◆ **Objective**
Write out all the lines below again, swapping each "Box:" for "Area:" and changing nothing else.

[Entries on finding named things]
>> Start
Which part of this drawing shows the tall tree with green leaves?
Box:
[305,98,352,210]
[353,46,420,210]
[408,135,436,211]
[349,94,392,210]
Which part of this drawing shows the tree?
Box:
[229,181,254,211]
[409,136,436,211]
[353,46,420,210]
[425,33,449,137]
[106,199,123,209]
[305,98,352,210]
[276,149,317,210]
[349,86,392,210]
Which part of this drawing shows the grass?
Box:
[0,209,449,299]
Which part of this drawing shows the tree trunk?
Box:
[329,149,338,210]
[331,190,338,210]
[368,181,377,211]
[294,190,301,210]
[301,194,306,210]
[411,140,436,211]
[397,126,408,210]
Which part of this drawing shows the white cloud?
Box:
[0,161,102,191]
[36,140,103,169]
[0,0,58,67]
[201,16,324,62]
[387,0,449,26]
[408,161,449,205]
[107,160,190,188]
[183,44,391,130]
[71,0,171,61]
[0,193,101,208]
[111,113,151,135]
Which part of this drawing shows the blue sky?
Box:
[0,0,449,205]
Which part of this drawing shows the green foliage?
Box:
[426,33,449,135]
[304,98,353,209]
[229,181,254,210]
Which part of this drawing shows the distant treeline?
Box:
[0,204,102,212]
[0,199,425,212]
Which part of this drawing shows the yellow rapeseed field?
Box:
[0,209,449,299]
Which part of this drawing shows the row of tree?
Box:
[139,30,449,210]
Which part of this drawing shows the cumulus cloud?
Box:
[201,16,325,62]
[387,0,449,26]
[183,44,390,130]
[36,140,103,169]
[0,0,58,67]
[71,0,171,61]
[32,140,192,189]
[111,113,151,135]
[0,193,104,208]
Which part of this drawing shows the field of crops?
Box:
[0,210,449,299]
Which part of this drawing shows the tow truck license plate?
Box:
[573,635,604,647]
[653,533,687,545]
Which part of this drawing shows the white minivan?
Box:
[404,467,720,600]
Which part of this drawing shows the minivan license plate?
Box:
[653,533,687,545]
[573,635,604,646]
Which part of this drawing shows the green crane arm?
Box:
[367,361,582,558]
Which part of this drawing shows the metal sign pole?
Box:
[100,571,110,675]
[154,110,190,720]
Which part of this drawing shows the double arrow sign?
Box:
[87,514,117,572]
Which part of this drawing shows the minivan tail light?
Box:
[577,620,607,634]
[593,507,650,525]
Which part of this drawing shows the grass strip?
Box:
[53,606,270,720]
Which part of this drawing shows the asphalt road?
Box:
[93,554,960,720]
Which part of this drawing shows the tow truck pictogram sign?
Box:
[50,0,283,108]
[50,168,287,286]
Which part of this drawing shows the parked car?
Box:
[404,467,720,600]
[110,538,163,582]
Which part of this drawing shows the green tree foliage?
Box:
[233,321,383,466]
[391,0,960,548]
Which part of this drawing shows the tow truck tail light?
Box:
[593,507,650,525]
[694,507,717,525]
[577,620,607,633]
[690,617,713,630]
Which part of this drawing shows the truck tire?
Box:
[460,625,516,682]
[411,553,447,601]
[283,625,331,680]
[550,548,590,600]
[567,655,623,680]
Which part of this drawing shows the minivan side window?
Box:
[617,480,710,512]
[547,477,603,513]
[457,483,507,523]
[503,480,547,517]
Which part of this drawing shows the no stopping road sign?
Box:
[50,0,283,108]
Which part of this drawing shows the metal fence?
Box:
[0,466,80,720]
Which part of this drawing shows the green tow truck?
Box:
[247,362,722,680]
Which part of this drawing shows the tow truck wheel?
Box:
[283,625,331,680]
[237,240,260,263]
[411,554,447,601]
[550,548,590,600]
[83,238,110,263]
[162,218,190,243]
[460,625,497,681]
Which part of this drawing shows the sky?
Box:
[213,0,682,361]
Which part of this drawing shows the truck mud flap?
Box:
>> End
◆ **Answer to the exercise**
Which part of this drawing shows the tall tree with green leaves?
Area:
[305,98,352,210]
[353,46,420,210]
[408,135,436,211]
[349,94,392,210]
Which part of this drawing shows the tree?
Area:
[229,181,254,211]
[409,136,436,211]
[353,46,420,210]
[425,33,449,137]
[106,199,123,209]
[305,98,352,210]
[276,149,317,210]
[349,86,392,210]
Which part of this drawing shows the grass?
Area:
[0,209,449,299]
Which part of this drawing shows the tree trunk?
Area:
[329,149,338,210]
[331,190,338,210]
[368,181,377,211]
[294,190,301,210]
[301,194,306,210]
[411,140,436,211]
[397,126,408,210]
Which part of this drawing shows the white cloud?
Area:
[0,161,102,191]
[36,140,103,169]
[0,0,58,67]
[201,16,324,62]
[387,0,449,26]
[408,161,449,205]
[107,160,190,188]
[183,44,391,130]
[71,0,171,61]
[0,193,101,208]
[111,113,151,135]
Which part of this drawing shows the blue sky?
Area:
[0,0,449,205]
Which part of this drawing shows the green foliage?
Area:
[426,33,449,135]
[304,98,353,209]
[229,181,254,210]
Which part of this drawing shows the distant treeline?
Area:
[0,204,102,212]
[0,199,425,212]
Which part of this drawing shows the yellow rapeseed field?
Area:
[0,209,449,299]
Which part of this drawing shows the row of tree?
Area:
[139,30,449,210]
Which part of this drawing shows the cumulus cloud?
Area:
[201,16,325,62]
[387,0,449,26]
[183,44,390,130]
[36,140,103,169]
[0,0,58,67]
[71,0,171,61]
[32,140,192,189]
[111,113,151,135]
[0,193,104,208]
Which part of this drawing shows the field of crops?
Area:
[0,210,449,299]
Which part of this drawing shows the tow truck license plate?
Area:
[573,635,604,647]
[653,533,687,545]
Which part of this drawing shows the white minivan?
Area:
[404,467,720,600]
Which part of this drawing shows the minivan license plate?
Area:
[653,533,687,545]
[573,635,604,646]
Which part of this drawing shows the green crane arm?
Area:
[367,361,582,558]
Which part of this drawing shows the metal sign pole?
Area:
[100,571,110,675]
[154,110,190,720]
Which part of this drawing shows the double arrow sign?
Area:
[87,514,117,572]
Which part of this drawing shows the minivan tail light?
Area:
[577,620,607,634]
[593,507,650,525]
Which part of this drawing shows the grass strip?
Area:
[53,606,270,720]
Which part of this drawing shows the asphalt road?
Area:
[93,554,960,720]
Which part of this drawing shows the tow truck pictogram sign?
Area:
[50,0,283,108]
[50,168,287,286]
Which part of this drawing shows the parked car?
Area:
[404,467,720,600]
[110,538,163,582]
Which part of this drawing shows the green tree foliage?
Area:
[233,321,383,466]
[391,0,960,548]
Which part of this drawing shows the tow truck tail light?
Area:
[593,507,650,525]
[694,507,717,525]
[577,620,607,633]
[690,617,713,630]
Which part of this drawing shows the truck tire?
Area:
[460,625,516,682]
[411,553,447,601]
[283,625,331,680]
[550,548,590,600]
[567,655,623,680]
Which part of this drawing shows the minivan side window?
Area:
[617,480,710,512]
[547,477,603,513]
[457,483,507,523]
[503,480,547,517]
Which part of this drawing shows the no stopping road sign?
Area:
[50,0,283,108]
Which part of this drawing shows the metal fence?
Area:
[0,466,80,720]
Which part of this drawing shows the green tow truck?
Area:
[247,362,722,680]
Which part of this drawing shows the tow truck wheel?
Area:
[283,625,331,680]
[237,240,260,263]
[411,554,447,601]
[550,548,590,600]
[83,238,110,263]
[162,218,190,243]
[460,625,497,681]
Which part of this drawing shows the sky?
Area:
[213,0,682,361]
Which part of this drawing shows the truck mud flap?
Area:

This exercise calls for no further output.